Task directions - Starting at the line holding "Objective — one point per instance of the white sedan" and running through the last of the rows below, inclusive, write those lines out again with "in background" changed to "in the background" and nothing else altered.

[Collection rows]
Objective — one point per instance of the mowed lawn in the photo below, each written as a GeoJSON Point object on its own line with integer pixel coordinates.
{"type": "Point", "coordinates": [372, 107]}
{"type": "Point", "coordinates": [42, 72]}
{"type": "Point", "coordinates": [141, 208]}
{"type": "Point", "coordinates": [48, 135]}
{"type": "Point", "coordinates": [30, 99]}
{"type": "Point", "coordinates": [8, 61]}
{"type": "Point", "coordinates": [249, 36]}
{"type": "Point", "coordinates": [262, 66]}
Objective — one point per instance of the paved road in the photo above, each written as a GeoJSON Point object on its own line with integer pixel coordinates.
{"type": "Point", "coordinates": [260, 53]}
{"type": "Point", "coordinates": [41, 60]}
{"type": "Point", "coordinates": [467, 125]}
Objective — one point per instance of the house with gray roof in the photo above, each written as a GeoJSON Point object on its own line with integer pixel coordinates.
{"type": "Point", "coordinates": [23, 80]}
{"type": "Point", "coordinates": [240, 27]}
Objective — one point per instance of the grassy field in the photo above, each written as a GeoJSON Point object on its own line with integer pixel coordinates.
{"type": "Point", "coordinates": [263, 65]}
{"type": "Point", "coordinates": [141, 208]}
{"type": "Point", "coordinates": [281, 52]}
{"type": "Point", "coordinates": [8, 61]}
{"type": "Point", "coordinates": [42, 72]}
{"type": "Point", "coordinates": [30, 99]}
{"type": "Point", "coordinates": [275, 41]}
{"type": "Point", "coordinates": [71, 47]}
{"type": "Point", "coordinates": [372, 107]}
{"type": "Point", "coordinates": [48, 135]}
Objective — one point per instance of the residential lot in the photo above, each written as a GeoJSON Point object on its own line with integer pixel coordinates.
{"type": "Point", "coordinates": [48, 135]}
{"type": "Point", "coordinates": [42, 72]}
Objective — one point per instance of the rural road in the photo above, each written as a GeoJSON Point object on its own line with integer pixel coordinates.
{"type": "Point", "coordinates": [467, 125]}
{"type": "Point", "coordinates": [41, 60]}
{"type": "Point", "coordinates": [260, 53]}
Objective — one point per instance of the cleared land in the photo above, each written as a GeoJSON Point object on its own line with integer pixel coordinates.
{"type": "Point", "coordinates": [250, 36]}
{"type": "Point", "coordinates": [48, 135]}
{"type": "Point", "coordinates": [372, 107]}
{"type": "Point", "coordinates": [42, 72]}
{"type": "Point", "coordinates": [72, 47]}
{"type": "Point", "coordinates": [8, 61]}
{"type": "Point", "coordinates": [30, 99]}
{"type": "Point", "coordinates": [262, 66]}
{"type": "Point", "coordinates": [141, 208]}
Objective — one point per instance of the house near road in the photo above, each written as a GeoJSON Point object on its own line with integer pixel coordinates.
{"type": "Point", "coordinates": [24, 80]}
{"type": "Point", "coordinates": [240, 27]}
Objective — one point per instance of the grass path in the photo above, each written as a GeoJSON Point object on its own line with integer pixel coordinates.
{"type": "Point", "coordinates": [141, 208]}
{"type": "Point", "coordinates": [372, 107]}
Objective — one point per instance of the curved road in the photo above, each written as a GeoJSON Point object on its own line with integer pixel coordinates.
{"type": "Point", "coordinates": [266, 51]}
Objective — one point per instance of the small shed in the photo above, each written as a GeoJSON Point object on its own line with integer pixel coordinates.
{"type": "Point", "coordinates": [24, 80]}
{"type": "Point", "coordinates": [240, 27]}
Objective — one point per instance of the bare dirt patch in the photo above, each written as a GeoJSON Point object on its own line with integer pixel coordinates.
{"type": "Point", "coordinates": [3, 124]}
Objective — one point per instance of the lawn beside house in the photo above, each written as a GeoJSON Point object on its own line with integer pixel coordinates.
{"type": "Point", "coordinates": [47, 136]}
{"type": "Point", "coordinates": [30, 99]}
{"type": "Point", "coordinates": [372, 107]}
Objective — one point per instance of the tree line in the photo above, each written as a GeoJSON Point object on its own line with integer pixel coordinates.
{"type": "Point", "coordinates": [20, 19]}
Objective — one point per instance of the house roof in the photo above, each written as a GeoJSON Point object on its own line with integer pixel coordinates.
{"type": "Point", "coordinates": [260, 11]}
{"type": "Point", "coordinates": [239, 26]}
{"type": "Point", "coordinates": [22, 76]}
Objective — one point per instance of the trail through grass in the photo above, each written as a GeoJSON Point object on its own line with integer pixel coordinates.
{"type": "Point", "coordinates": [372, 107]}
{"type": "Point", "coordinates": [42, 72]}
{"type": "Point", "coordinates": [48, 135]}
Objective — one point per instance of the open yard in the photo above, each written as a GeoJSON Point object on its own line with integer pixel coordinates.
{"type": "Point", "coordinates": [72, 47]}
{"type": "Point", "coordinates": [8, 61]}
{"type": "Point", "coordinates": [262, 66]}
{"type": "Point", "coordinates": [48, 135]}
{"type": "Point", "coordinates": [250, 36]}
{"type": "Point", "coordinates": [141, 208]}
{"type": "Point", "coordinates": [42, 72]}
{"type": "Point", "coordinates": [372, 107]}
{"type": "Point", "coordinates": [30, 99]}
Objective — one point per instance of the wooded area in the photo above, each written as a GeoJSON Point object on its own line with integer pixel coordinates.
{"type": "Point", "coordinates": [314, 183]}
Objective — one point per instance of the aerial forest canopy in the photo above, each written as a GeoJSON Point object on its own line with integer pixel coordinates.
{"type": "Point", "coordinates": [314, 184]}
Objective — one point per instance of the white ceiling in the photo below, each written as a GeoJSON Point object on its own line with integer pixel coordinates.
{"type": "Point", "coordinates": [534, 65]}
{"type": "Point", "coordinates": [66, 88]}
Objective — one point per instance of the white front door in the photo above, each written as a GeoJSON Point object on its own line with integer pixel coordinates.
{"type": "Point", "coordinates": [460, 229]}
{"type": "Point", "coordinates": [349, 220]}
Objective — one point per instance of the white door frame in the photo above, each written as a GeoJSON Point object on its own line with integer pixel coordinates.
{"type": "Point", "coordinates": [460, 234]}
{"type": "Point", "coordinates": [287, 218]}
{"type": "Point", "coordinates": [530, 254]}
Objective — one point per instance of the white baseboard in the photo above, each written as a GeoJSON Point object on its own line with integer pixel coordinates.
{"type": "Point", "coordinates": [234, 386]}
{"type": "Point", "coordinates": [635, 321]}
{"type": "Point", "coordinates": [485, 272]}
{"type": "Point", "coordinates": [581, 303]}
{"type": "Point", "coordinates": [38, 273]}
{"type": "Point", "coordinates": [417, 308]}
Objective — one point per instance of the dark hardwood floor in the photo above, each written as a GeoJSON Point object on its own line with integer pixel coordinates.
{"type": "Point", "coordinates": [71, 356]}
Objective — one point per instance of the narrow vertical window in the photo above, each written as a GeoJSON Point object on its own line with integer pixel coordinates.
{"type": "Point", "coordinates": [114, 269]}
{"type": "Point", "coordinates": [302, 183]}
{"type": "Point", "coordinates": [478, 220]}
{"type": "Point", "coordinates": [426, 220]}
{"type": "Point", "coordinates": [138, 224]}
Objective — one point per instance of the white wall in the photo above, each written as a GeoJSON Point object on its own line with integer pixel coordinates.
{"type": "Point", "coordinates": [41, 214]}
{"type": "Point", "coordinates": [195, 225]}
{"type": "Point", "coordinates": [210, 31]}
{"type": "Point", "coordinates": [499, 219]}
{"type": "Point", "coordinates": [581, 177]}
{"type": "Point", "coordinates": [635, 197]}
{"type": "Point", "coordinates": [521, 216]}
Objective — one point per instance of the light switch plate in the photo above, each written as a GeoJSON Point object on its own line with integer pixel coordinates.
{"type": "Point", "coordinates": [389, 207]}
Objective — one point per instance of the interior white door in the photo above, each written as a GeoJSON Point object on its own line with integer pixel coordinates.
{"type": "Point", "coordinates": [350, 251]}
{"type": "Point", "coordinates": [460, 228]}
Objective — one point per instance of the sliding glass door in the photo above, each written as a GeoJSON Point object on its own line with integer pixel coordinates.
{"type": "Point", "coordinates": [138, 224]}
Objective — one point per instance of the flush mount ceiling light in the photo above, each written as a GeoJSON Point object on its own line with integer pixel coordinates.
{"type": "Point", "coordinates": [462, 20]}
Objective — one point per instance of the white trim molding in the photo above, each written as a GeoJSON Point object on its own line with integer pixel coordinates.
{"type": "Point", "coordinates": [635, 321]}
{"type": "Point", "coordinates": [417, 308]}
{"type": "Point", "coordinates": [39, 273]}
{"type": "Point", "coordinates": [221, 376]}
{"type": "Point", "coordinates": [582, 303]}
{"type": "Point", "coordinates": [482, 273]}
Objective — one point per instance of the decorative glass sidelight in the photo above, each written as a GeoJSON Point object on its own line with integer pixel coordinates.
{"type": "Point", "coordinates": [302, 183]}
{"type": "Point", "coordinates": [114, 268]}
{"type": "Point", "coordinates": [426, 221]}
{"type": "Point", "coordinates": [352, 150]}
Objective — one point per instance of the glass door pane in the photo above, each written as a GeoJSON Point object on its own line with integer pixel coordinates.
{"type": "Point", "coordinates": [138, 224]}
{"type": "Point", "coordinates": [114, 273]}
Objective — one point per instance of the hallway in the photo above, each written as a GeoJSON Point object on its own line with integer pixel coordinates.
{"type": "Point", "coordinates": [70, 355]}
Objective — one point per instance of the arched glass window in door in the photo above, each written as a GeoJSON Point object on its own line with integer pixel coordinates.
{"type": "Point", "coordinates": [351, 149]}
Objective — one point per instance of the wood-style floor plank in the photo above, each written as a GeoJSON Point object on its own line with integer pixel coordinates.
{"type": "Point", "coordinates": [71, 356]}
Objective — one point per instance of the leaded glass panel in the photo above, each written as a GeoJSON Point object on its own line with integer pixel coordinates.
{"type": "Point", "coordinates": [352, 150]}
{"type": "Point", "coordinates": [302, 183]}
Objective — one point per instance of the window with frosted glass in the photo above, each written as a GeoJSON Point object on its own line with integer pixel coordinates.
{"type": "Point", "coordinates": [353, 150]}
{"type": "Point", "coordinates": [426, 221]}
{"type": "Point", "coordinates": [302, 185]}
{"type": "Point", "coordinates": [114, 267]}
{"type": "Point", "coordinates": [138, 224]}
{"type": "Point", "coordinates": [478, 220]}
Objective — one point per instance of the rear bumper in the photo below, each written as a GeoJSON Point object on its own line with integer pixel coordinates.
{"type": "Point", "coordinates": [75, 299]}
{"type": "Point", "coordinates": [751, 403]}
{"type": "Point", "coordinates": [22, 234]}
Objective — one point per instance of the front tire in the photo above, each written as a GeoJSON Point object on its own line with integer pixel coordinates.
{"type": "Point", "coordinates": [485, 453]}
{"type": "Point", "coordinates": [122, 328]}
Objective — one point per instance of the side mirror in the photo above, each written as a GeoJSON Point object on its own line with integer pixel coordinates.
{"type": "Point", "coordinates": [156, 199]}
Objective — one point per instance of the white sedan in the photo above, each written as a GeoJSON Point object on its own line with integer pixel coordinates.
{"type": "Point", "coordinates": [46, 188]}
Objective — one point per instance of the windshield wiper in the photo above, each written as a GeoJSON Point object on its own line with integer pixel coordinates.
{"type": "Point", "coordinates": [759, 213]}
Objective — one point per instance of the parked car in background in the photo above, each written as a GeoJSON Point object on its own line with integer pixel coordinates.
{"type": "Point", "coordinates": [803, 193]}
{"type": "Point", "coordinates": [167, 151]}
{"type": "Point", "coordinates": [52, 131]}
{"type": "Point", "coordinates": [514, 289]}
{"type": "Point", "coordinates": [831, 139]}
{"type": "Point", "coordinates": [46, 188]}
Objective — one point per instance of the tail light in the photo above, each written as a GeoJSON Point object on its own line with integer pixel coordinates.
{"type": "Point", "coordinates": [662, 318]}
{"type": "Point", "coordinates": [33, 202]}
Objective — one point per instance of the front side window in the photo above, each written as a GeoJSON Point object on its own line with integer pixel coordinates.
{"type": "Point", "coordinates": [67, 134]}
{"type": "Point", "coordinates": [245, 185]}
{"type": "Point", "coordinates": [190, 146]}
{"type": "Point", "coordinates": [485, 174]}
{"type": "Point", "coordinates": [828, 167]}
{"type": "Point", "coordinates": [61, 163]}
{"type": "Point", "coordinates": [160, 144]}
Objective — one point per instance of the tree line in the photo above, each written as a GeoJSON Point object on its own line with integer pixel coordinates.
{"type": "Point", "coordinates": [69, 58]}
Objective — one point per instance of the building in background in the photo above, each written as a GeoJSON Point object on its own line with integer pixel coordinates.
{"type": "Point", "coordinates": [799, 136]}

Solution below -
Objective — one point per instance of the white sedan in the photo above, each written as a GeoJSON Point object on its own line with integer pixel coordinates.
{"type": "Point", "coordinates": [46, 188]}
Objective — one point per instance of the windshield wiper in the photo above, each written as a GeoJSON Point object on its own line with integer pixel coordinates.
{"type": "Point", "coordinates": [759, 213]}
Objective — one point per instance of the parked car in the background in the photo above, each written as a GeoJSON Point object on its own line with integer pixel coordinates.
{"type": "Point", "coordinates": [803, 193]}
{"type": "Point", "coordinates": [167, 151]}
{"type": "Point", "coordinates": [52, 131]}
{"type": "Point", "coordinates": [514, 289]}
{"type": "Point", "coordinates": [831, 139]}
{"type": "Point", "coordinates": [46, 188]}
Objective — one point per instance of the tail light in the photo above, each written as a GeoJSON Point object on its own line with integer pixel coordinates.
{"type": "Point", "coordinates": [662, 318]}
{"type": "Point", "coordinates": [33, 202]}
Objective — one point per instance of the front side window in the photo above, each written as a GeoJSON Point object on its own line with integer pixel coordinates.
{"type": "Point", "coordinates": [67, 134]}
{"type": "Point", "coordinates": [245, 185]}
{"type": "Point", "coordinates": [190, 146]}
{"type": "Point", "coordinates": [485, 174]}
{"type": "Point", "coordinates": [828, 167]}
{"type": "Point", "coordinates": [61, 163]}
{"type": "Point", "coordinates": [160, 144]}
Objective — one point per instance of the tree line in the photo above, each written as a GeoJSON Point object on its own line with integer pixel coordinates.
{"type": "Point", "coordinates": [69, 58]}
Objective — one point per instance of the building in the background in the photo above, each written as a GeoJSON Point object on its own line with integer pixel coordinates.
{"type": "Point", "coordinates": [799, 136]}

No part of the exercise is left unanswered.